## start SUPPLIED RECORDS
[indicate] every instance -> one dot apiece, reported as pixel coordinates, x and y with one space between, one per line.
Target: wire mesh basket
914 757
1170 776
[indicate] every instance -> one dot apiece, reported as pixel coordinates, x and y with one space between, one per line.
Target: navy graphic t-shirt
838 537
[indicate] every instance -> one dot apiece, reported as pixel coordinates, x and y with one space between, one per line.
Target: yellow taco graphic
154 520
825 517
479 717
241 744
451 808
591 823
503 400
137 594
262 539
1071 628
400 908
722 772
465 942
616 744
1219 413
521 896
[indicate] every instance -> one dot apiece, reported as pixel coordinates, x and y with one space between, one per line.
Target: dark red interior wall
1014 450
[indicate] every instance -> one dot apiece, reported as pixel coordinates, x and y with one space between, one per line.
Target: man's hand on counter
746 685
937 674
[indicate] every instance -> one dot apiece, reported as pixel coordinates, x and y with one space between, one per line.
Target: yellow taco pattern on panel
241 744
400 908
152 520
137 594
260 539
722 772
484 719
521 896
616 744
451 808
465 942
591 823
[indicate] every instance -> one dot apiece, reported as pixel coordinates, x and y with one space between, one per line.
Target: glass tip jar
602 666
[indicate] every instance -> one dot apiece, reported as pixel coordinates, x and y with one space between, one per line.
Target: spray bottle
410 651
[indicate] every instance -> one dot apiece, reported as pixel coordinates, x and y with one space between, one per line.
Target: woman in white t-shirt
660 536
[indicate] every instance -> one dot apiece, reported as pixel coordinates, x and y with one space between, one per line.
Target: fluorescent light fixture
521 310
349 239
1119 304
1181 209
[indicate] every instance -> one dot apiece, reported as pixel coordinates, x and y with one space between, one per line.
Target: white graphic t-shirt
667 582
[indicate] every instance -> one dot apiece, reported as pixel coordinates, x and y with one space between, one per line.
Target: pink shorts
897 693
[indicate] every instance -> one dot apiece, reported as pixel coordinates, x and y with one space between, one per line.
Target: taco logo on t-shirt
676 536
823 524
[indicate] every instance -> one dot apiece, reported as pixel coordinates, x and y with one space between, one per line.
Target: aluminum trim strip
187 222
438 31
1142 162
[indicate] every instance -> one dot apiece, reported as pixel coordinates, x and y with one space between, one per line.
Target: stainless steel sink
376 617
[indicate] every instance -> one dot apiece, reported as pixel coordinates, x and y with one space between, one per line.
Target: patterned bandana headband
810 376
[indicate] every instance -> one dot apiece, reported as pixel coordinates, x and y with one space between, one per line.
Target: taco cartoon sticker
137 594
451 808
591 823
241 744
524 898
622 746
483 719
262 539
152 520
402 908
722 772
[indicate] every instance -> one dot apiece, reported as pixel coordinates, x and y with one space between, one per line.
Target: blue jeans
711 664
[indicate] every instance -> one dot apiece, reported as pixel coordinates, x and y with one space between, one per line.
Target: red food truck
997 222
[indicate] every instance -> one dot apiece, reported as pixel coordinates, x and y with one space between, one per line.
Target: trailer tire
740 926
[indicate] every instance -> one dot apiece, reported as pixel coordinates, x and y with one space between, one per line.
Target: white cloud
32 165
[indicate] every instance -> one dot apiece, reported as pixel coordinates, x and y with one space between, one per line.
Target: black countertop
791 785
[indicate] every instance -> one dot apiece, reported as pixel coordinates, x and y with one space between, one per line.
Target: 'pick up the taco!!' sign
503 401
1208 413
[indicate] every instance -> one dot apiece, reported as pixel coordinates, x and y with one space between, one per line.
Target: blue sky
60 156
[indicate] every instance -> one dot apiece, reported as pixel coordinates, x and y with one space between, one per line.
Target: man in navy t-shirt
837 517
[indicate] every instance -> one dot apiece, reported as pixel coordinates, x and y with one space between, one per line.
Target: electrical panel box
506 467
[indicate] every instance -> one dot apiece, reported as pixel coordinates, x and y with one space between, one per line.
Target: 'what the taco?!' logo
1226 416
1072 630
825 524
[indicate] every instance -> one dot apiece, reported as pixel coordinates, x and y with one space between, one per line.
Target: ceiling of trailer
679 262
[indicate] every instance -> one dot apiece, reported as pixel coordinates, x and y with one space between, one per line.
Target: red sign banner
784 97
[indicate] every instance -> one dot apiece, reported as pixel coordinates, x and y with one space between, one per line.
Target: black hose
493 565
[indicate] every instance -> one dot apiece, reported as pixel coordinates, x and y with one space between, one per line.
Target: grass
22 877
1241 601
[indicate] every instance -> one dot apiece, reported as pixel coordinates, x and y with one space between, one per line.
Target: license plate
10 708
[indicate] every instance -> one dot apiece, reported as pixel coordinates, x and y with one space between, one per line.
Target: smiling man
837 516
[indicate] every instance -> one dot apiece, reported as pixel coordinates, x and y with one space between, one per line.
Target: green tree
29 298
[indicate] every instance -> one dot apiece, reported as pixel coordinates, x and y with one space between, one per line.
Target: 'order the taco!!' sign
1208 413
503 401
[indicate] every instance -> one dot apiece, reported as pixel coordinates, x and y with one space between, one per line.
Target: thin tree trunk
## end SUPPLIED RECORDS
GOAL OF THE EXERCISE: Which lines of the data above contain the string "graphic"? Pull out each of those lines in full, matching case.

RESPONSE BELOW:
Target: navy graphic t-shirt
Target: yellow taco graphic
Target: white graphic t-shirt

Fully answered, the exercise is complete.